◆ Exercise prompt ◆
Each entry needs to be reproduced exactly as it is.

◆ Data supplied ◆
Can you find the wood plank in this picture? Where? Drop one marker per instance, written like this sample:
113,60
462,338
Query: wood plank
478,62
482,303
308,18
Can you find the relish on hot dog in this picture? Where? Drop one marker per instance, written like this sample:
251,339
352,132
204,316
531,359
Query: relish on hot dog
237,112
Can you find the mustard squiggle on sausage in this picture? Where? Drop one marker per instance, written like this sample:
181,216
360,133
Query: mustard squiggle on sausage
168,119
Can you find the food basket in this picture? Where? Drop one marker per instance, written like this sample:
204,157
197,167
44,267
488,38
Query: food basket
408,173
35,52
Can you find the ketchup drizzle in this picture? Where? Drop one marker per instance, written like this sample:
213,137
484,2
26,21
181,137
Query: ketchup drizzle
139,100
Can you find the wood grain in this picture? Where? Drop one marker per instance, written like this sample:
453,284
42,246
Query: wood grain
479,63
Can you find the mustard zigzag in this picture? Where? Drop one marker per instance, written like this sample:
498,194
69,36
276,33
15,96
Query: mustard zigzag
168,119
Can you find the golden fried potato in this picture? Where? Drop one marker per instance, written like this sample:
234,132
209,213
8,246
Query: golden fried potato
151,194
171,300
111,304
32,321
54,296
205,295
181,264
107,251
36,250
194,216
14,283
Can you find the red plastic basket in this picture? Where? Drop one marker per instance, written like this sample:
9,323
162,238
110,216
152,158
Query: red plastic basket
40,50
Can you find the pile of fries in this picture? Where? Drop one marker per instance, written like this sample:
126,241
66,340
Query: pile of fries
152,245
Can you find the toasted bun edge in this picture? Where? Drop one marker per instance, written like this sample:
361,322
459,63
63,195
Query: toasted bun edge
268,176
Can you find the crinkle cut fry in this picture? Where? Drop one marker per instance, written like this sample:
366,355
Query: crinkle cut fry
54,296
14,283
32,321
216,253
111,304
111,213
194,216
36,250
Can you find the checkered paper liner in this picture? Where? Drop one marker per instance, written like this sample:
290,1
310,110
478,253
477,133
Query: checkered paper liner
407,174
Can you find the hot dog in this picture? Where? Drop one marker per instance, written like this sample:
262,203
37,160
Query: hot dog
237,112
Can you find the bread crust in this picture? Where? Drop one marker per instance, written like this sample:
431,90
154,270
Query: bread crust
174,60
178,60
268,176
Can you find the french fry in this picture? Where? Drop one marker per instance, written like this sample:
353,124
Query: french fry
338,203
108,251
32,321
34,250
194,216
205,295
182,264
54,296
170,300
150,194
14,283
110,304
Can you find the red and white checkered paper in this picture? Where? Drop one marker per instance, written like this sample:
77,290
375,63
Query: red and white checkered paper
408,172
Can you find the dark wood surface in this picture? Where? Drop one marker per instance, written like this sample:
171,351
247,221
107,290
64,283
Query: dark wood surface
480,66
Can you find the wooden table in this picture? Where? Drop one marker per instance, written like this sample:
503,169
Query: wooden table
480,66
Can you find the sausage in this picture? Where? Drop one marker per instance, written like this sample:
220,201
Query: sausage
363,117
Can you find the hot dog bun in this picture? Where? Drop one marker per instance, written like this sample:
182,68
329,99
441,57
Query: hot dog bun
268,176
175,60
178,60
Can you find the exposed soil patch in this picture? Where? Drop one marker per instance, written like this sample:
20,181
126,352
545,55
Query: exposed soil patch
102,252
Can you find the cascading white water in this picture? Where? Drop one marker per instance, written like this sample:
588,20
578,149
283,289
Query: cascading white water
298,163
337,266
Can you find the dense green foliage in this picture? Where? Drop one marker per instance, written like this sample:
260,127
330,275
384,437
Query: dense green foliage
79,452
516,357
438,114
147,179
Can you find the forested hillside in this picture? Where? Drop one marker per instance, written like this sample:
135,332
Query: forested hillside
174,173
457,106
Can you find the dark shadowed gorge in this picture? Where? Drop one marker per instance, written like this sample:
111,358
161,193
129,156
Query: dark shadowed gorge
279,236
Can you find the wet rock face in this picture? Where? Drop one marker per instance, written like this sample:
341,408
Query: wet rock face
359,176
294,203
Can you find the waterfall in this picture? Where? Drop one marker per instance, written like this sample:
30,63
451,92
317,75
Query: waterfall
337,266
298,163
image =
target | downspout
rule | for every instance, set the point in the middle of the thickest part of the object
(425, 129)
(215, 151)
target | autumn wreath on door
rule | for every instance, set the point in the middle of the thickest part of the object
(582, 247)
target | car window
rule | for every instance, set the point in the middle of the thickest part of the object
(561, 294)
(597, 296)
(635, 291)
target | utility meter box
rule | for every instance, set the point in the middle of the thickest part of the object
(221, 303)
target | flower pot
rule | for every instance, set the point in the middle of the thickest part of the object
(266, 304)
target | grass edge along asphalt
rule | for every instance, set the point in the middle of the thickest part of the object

◆ Problem solution ◆
Can you find the wood plank in this picture? Where? Drop one marker per instance, written like this sample:
113,60
462,338
Query: wood plank
478,62
482,303
308,18
Can you find the relish on hot dog in this picture? Where? Drop one marker per instance, written like this sample:
251,339
352,132
204,316
531,359
Query: relish on hot dog
237,112
Can you find the mustard squiggle on sausage in this picture? Where? Drop one marker per instance, written like this sample:
181,216
360,133
Query: mustard squiggle on sausage
168,119
Can you find the food basket in this picture? Where? Drop one marker per instance, written like this sample:
204,157
197,167
44,267
488,38
Query: food basket
408,173
35,52
Can you find the ketchup drizzle in this picture? Where? Drop one marker per instance, written like this sample:
213,137
484,2
26,21
181,137
Query: ketchup drizzle
139,100
Can you find the wood grain in this picture? Where? Drop one marker per instance, written like this sample:
453,284
42,246
Query: wood grain
479,63
Can you find the mustard zigzag in this picture? Where? Drop one marker per instance, written like this sample:
498,194
69,36
276,33
15,96
Query: mustard zigzag
168,119
Can you find the golden fried potato in this picture? Where? Drop one marker per instance, written like this sample:
234,132
209,213
8,246
Query: golden fried potato
151,194
171,300
111,304
32,321
54,296
205,295
181,264
107,251
36,250
194,216
14,283
Can you find the red plastic basket in this picture? Where? Drop one marker per instance, written like this sample:
9,323
162,238
110,216
152,158
Query: red plastic basket
40,50
Can you find the pile of fries in this picture? Where? Drop one marker per instance, written like this sample:
126,241
66,340
Query: pile of fries
152,245
Can you find the toasted bun edge in this picture? Where? Drop one marker per instance, written like this sample:
361,322
459,63
63,195
Query: toasted bun edge
268,176
Can you find the crinkle cut fry in this picture? Where? Drop one marker per instance, written like this sample:
366,355
Query: crinkle cut fry
54,296
14,283
32,321
216,253
111,304
111,213
194,216
36,250
Can you find the checkered paper liner in this picture? Where? Drop one marker per instance, written like this sample:
290,1
310,110
478,253
477,133
Query: checkered paper liner
407,174
Can you find the hot dog in this picture? Where? Drop one marker per instance, written like this sample:
262,203
37,160
Query: hot dog
237,112
Can you find the bread crust in this picture? Where? Drop one marker per instance, written like this sample:
431,90
154,270
Query: bread crust
174,60
178,60
268,176
Can you find the french fry in this picture? Where? Drop one marker per instance, written like this sample:
353,124
Query: french fry
338,203
108,251
32,321
34,250
194,216
205,295
182,264
54,296
170,300
150,194
14,283
110,304
Can you find the red and white checkered paper in this picture? Where? Drop one marker per instance, written like this sample:
77,290
375,63
Query: red and white checkered paper
408,172
Can you find the dark wood surface in this picture? Where? Drop one marker per instance, written like this sample:
171,351
247,221
107,290
64,283
Query: dark wood surface
480,66
Can you find the wooden table in this picture? Where? Drop one marker per instance, written like this sample:
503,169
Query: wooden table
480,66
Can you find the sausage in this picture? Where? Drop one marker per instance, written like this sample:
220,201
Query: sausage
363,117
Can you find the hot dog bun in this picture? Where? Drop one marker per instance, written like this sample:
182,68
329,99
441,57
Query: hot dog bun
268,176
175,60
178,60
Can you find the exposed soil patch in this picture? Where? Drop one marker per instance, written like this sample:
20,181
126,352
545,55
Query: exposed soil patch
102,252
Can you find the cascading white water in this picture? Where? Drop one marker per instance, written like this sample:
588,20
578,149
283,289
Query: cascading white water
298,163
337,266
Can you find the dense green foliage in this picture? Where? Drop one marker per instance, written like this sample:
260,127
330,275
384,437
Query: dense green foliage
79,452
516,357
438,114
147,179
Can you find the forested hillside in this picture? Where? Drop one marker per instance, written like this sample:
135,332
Query: forested hillside
174,173
457,106
Can you find the dark shadowed gorge in this picture? Where? Drop one marker per instance, written like this sample:
111,358
161,193
129,156
Query: dark shadowed gorge
279,236
Can you find the wet rock face in this picture? Where? Drop one marker per instance, written like this sample:
341,408
Query: wet rock face
359,176
294,203
Can you find the waterfall in this picture? Where? Drop one marker per instance, written like this sample:
30,63
451,92
317,75
Query: waterfall
337,266
298,163
image =
target | downspout
rule | for every instance, set the point in the middle of the thickest part of the object
(425, 129)
(215, 151)
target | autumn wreath on door
rule | for every instance, set the point in the middle of the thickest part of the object
(582, 247)
target | car window
rule | for every instance, set the point in the middle of the thickest part of the object
(561, 294)
(597, 296)
(635, 291)
target | utility meter box
rule | for every instance, set the point in the middle of the thickest part of the object
(221, 303)
target | flower pot
rule | for every instance, set the point in the middle of the thickest part of the object
(266, 304)
target | grass edge along asphalt
rule | for every instance, set the point in the middle of the thickest part of the object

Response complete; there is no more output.